## THE PROBLEM
Collect and copy each line in the records below that contains the word "gray", treating uppercase and lowercase as different.

[Location labeling records]
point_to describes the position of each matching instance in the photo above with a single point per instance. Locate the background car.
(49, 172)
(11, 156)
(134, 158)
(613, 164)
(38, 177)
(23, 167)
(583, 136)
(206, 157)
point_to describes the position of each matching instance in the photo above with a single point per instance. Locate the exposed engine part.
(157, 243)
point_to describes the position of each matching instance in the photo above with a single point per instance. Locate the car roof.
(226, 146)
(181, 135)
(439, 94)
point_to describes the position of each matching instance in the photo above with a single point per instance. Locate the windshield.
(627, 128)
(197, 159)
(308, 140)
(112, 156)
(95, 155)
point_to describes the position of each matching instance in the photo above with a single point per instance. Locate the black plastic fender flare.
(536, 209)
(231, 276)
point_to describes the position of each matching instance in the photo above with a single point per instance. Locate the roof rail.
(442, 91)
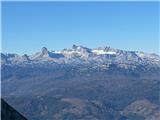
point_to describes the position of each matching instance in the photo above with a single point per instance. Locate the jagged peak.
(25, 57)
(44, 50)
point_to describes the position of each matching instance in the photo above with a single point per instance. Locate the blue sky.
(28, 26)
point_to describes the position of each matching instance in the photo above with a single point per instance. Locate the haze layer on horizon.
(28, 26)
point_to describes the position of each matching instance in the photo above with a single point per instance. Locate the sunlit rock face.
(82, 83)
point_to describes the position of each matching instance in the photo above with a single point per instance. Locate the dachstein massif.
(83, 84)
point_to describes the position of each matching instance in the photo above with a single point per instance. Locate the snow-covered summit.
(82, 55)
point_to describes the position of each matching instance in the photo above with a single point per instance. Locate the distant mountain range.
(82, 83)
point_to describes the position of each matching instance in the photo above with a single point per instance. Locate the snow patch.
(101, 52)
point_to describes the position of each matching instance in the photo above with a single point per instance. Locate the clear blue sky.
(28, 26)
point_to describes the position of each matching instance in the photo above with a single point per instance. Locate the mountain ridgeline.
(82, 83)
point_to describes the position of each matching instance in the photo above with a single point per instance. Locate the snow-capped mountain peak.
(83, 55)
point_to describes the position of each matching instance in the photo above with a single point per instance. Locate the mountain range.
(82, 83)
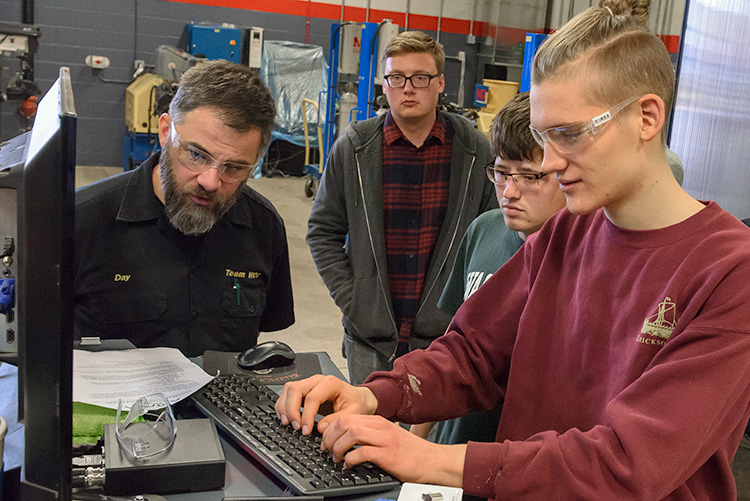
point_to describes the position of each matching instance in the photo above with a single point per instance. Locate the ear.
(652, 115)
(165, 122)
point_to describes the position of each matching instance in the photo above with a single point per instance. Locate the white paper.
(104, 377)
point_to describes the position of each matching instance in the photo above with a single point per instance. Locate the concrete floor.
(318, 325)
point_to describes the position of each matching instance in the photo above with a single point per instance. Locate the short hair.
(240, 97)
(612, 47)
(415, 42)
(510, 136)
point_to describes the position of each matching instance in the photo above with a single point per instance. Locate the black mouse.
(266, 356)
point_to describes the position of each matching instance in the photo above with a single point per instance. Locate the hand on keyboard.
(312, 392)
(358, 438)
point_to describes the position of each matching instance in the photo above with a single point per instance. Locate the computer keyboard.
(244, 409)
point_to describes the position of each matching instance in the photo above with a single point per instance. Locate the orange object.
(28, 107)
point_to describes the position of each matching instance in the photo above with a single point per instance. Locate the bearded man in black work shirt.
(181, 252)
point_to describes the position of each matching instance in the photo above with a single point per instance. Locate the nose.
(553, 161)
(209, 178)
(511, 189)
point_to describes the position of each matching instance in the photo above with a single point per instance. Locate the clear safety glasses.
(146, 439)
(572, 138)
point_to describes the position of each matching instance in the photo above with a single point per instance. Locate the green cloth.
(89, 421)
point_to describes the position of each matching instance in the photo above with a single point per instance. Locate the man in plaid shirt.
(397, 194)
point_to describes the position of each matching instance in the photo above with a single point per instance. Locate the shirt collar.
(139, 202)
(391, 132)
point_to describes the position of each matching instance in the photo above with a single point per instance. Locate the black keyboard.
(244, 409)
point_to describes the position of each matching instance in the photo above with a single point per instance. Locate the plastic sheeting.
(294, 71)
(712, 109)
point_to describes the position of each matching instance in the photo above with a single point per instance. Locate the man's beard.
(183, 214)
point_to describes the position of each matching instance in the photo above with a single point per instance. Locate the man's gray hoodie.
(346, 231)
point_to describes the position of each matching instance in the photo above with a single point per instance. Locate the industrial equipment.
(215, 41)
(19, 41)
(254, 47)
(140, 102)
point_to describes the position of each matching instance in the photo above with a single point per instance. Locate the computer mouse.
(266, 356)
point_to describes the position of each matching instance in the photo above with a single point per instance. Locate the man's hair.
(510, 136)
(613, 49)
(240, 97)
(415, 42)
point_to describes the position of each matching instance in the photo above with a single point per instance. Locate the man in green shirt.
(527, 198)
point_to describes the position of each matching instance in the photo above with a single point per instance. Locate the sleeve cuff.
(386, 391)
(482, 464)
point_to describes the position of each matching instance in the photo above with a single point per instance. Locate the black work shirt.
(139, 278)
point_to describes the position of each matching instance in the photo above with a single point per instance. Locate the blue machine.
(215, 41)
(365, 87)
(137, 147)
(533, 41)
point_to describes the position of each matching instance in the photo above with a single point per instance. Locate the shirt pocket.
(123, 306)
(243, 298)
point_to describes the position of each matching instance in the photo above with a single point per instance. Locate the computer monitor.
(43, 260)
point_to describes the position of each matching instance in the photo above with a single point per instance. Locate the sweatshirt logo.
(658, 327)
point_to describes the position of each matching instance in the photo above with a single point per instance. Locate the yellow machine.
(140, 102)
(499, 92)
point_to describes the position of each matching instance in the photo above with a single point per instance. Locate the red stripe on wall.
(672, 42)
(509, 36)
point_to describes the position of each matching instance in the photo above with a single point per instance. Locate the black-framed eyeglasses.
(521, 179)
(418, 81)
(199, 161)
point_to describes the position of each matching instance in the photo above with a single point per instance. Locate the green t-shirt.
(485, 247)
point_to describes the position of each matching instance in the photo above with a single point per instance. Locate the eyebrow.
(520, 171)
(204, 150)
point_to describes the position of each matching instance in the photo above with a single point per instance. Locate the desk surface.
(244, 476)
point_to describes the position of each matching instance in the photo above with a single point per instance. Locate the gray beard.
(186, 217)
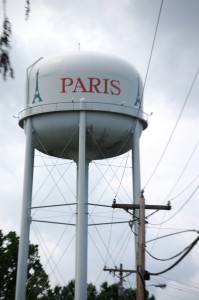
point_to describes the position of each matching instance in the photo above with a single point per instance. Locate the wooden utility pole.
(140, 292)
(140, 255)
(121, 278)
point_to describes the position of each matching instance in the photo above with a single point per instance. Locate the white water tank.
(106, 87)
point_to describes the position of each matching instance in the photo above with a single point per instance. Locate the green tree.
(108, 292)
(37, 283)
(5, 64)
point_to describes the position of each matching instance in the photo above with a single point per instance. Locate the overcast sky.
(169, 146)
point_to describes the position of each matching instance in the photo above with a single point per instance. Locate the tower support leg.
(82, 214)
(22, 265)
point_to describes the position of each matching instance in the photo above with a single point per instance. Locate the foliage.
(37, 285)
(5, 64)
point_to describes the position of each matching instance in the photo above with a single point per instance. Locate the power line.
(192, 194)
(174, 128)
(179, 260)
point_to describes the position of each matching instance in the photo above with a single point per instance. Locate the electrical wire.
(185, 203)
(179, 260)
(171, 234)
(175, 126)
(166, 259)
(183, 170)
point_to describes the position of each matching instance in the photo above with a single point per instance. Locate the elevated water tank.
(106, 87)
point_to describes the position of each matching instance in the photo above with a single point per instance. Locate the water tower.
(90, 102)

...

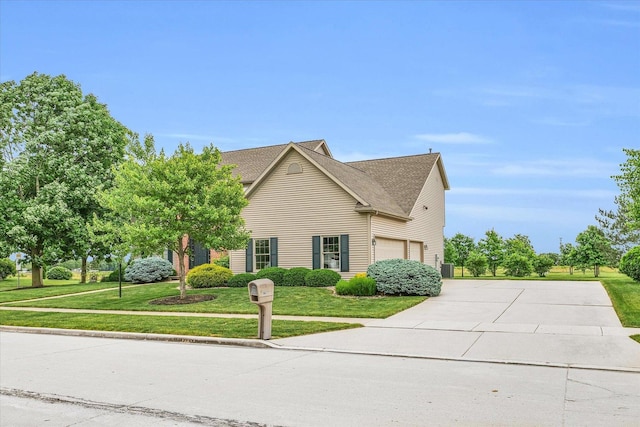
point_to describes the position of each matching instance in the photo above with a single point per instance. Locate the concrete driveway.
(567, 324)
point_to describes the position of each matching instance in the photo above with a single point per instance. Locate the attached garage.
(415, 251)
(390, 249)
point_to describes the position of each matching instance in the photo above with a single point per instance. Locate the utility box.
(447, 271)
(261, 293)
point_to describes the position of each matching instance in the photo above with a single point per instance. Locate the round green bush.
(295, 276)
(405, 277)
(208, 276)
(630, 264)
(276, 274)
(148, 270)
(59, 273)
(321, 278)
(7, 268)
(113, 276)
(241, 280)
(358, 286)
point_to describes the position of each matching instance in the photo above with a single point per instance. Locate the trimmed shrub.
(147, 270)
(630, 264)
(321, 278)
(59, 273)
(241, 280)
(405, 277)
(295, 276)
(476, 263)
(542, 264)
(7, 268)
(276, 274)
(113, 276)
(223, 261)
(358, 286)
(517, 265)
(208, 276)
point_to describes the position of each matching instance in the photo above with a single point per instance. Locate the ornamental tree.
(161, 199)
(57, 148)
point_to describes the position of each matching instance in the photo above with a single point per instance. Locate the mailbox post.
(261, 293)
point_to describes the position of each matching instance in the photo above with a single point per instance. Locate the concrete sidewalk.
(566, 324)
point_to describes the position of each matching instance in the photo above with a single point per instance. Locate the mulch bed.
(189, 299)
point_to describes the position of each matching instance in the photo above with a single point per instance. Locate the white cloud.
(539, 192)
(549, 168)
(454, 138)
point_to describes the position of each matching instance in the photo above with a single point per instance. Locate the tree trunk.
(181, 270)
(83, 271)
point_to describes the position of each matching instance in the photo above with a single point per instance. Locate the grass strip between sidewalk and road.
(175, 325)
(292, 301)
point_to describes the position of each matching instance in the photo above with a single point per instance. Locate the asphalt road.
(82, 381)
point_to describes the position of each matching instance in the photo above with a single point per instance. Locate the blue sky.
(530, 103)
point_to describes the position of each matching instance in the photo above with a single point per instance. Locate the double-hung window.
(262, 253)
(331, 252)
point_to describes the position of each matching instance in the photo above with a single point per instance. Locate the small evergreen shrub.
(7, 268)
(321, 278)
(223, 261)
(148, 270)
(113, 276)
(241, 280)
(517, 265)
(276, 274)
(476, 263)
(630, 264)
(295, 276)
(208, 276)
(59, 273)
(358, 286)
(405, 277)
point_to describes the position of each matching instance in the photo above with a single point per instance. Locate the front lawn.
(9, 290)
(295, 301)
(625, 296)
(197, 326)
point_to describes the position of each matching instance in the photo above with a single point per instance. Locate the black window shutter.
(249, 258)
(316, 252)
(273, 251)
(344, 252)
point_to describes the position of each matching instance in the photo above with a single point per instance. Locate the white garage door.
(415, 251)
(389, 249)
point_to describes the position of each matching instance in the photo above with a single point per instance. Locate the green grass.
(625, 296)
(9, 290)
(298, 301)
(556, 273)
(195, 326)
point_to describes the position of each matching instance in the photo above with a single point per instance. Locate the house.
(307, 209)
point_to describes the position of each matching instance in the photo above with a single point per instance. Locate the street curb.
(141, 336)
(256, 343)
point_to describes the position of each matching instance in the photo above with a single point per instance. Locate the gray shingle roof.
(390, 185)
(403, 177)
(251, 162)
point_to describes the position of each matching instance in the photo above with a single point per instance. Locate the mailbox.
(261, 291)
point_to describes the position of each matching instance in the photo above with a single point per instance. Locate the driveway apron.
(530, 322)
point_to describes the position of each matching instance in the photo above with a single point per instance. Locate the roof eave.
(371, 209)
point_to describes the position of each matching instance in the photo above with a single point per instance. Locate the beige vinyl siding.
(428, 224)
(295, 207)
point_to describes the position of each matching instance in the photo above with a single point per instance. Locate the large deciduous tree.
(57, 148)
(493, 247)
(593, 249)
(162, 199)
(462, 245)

## OUTPUT OF THE TASK
point_to describes the position of each matching instance in the photo above with a single point per instance. Locate the man's gray hoodie.
point_to describes the position of each matching instance in the photo above with a single point per instance. Locate the gray beard.
point_to describes the position of each matching instance in the photo above with a single point per instance. Locate the gray shingle roof.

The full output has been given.